State how many lines in the data below contain the string "jacket". Reply with the number alone.

(Entries for locating named things)
★ ★ ★ ★ ★ ★ ★
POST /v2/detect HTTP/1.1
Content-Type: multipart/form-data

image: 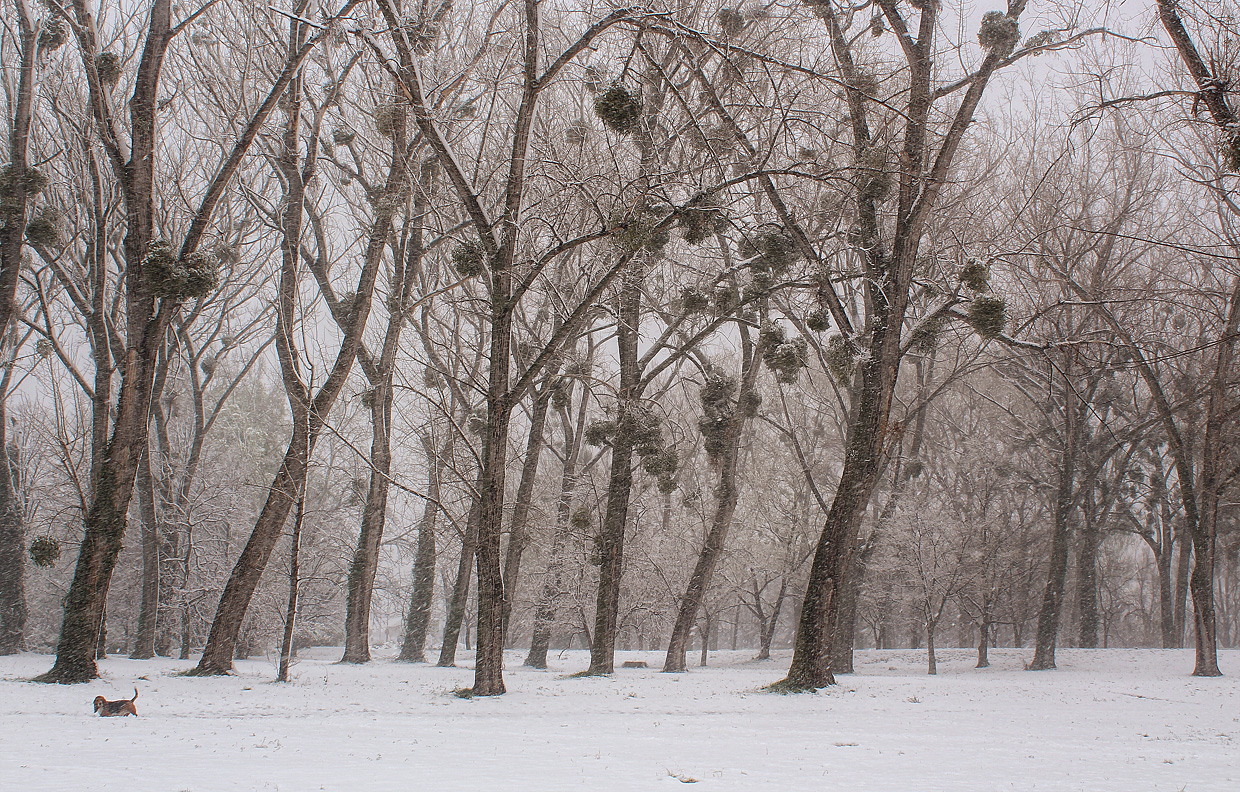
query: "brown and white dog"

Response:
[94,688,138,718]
★ ★ ★ ★ ★ ★ ★
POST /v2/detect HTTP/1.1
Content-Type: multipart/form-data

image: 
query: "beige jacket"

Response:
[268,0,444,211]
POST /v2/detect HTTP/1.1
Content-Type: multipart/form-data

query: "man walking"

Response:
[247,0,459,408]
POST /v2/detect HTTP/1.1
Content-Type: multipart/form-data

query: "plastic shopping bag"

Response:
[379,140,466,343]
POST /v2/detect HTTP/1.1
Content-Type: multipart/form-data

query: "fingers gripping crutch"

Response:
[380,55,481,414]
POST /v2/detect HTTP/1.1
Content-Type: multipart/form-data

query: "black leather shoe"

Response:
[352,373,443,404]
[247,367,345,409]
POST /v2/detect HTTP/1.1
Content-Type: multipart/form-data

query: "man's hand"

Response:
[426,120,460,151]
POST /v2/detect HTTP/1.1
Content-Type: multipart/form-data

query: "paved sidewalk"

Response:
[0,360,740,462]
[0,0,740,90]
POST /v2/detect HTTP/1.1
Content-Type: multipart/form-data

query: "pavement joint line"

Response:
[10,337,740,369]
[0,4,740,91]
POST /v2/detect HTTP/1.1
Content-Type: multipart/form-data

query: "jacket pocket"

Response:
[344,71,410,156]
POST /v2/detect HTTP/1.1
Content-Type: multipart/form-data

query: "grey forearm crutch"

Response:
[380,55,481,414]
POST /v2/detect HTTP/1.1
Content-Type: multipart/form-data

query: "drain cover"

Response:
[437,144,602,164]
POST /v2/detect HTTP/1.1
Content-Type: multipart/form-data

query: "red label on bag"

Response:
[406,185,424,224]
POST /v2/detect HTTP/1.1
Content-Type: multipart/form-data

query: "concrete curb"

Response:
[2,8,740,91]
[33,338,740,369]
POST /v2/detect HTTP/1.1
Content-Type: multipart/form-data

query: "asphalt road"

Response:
★ ★ ★ ★ ★ ★ ★
▶ _Correct result_
2